* Task brief
Format every line of the rows below as a JSON list of strings, one string per line, omitting any blank lines.

* Excerpts from a point labeling dataset
** begin **

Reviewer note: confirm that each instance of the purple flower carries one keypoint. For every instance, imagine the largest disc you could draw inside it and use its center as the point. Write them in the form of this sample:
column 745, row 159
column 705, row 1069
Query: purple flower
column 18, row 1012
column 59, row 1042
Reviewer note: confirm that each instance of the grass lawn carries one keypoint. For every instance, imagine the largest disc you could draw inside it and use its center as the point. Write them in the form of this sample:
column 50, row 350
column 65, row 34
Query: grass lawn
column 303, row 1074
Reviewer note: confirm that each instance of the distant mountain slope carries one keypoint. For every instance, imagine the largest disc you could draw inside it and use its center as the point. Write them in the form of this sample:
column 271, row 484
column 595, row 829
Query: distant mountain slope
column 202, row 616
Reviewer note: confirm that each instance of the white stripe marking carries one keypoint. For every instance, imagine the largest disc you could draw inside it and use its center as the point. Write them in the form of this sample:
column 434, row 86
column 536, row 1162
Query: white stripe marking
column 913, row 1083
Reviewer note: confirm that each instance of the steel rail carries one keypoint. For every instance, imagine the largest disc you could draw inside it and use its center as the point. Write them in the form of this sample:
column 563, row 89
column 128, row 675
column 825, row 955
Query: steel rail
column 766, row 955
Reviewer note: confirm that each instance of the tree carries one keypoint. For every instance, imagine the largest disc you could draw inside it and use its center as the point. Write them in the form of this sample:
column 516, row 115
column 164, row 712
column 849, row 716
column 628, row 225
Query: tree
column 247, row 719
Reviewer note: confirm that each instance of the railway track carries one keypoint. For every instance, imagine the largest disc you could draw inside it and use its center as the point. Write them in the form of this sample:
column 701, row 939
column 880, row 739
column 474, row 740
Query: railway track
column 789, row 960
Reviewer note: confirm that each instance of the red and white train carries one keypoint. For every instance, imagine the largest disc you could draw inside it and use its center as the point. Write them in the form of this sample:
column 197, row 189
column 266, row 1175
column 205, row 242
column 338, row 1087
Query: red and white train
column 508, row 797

** end **

* Final result
[
  "Reviewer note: confirm that each instance of the purple flower carries one keypoint. For every instance, imagine the largest disc you could draw inside it and use its center as the point. Write them in the form of this sample:",
  "column 745, row 159",
  "column 705, row 1069",
  "Query: purple flower",
  "column 18, row 1012",
  "column 59, row 1042",
  "Reviewer note: confirm that each instance of the grass lawn carries one keypoint. For every instance, imagine the largest disc you could draw inside it and use its center as the point. Write them in the form of this sample:",
  "column 50, row 350",
  "column 65, row 34",
  "Query: grass lawn",
  "column 303, row 1074",
  "Reviewer note: confirm that each instance of the distant mountain slope carries one keypoint. For every instance, imagine the largest disc you could draw inside it and use its center as the point. Write them in the form of this sample:",
  "column 271, row 484",
  "column 595, row 829",
  "Query: distant mountain slope",
  "column 202, row 616",
  "Reviewer note: confirm that each instance of the white stripe marking carries one keypoint. For every instance, imagine the largest disc you could draw inside it and use its center as the point. Write them in the form of this sample:",
  "column 434, row 86",
  "column 536, row 1162",
  "Query: white stripe marking",
  "column 913, row 1083",
  "Reviewer note: confirm that each instance of the steel rail carries one keypoint. For every instance, imagine the largest disc you could draw inside it and use its center as the point. Write them in the form of this sample:",
  "column 563, row 89",
  "column 128, row 675",
  "column 825, row 955",
  "Query: steel rail",
  "column 766, row 955",
  "Reviewer note: confirm that each instance of the tree carries one keypoint. For every instance, imagine the largest disc you could draw inside it and use its center as the point. Write them in the form of this sample:",
  "column 516, row 115",
  "column 164, row 712",
  "column 849, row 716",
  "column 628, row 225",
  "Query: tree",
  "column 247, row 719",
  "Reviewer note: confirm that each instance of the railway track carries one keypoint. For every instance, imagine the largest disc you could draw inside it and use its center as the point. Write them in the form of this sample:",
  "column 701, row 939",
  "column 880, row 739",
  "column 474, row 740",
  "Query: railway track",
  "column 789, row 960",
  "Reviewer note: confirm that each instance of the red and white train carries one keypoint. For every instance, imagine the largest disc you could draw inside it and use its center as the point. Write them in the form of this sample:",
  "column 197, row 189",
  "column 266, row 1175",
  "column 205, row 242",
  "column 338, row 1087",
  "Query: red and white train",
  "column 508, row 797"
]